##### Extracted material #####

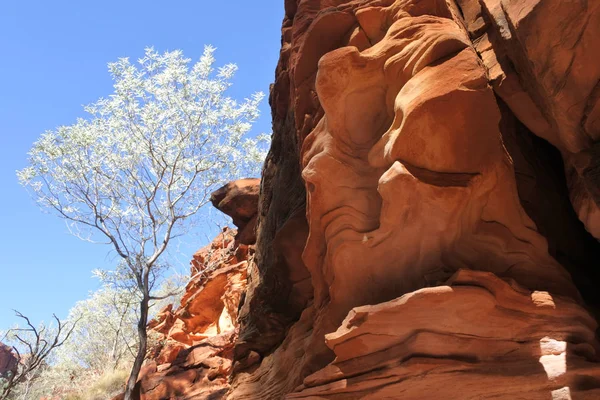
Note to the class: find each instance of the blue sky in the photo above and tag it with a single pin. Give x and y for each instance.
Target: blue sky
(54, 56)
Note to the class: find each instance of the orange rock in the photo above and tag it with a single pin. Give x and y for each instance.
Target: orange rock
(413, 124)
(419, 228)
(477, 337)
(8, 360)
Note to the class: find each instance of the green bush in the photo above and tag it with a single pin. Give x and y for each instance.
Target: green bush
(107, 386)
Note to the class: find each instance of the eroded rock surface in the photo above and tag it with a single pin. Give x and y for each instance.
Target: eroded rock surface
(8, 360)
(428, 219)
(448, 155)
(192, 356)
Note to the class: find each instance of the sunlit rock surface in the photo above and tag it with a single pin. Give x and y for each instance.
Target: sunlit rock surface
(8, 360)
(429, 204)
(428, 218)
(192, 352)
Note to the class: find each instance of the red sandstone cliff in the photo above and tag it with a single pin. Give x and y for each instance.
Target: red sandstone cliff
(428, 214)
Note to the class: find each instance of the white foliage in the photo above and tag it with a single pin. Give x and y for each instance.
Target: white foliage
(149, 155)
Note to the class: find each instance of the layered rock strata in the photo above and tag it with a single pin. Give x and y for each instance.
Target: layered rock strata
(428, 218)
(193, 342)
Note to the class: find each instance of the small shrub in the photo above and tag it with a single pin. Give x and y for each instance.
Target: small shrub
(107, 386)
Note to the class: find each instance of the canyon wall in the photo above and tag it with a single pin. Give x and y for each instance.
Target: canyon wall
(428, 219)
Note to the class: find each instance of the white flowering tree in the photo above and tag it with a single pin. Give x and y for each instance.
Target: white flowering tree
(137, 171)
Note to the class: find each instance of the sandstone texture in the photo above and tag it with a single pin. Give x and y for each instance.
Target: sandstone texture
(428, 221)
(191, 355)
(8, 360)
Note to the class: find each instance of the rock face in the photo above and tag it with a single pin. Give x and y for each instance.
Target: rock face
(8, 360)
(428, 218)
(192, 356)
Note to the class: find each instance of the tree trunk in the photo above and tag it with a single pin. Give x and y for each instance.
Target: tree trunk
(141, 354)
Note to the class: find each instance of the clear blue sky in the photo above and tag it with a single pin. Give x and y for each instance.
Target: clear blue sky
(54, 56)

#####
##### Extracted material #####

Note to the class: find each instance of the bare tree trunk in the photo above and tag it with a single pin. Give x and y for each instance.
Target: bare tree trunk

#####

Which lines in the rows above contain the word "strata"? Show each of them in full.

Note to the class: find each instance of the layered rock strata in the photo above and tag it with a single pin. Give x and y for each instance.
Target: layered rock strata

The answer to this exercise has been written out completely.